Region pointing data
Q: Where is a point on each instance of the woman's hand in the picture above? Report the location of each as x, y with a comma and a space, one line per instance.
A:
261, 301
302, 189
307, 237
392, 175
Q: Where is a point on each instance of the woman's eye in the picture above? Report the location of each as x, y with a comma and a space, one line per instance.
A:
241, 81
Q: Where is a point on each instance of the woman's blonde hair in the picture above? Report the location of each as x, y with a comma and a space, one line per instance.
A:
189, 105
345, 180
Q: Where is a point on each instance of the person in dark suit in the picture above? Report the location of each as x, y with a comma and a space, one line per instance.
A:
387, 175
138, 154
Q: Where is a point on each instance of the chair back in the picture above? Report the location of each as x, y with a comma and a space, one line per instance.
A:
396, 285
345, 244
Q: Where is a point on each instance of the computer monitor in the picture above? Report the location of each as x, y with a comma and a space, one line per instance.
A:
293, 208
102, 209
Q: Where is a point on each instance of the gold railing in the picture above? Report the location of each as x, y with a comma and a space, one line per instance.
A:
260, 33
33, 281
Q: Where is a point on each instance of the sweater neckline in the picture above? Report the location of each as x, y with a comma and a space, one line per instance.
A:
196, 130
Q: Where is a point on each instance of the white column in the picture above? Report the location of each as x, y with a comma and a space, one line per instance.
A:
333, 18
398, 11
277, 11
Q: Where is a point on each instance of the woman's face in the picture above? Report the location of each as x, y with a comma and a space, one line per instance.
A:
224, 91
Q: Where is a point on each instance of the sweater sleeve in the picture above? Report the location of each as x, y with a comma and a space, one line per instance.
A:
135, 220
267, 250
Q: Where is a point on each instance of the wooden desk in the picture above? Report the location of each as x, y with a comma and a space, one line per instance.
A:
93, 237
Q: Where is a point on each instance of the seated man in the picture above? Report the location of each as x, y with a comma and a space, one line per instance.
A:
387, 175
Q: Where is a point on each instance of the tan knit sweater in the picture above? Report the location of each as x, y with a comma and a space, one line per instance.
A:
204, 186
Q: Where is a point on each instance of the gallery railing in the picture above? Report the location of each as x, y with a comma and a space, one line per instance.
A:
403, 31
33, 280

§ Work to complete
Search the data for the string "woman". List each line that has it.

§ Exercise response
Q: Where is a point on each instance of the woman's hand in the picture above? Report the location of each as x, y with a comma and a space, one line per instance.
Q: Where is a point on each instance of the woman's eye in the picture above? Report the location of each as x, y with a comma and a space, one line per instance.
Q: Where is a point on each instance of the woman's blonde hair in the picture above? Report the location of each as x, y with a comma and a space, one line per instance.
Q: Where is a point on each instance of the woman's face in the picture above? Report the location of each as x, y with a comma and a space, one line per instance.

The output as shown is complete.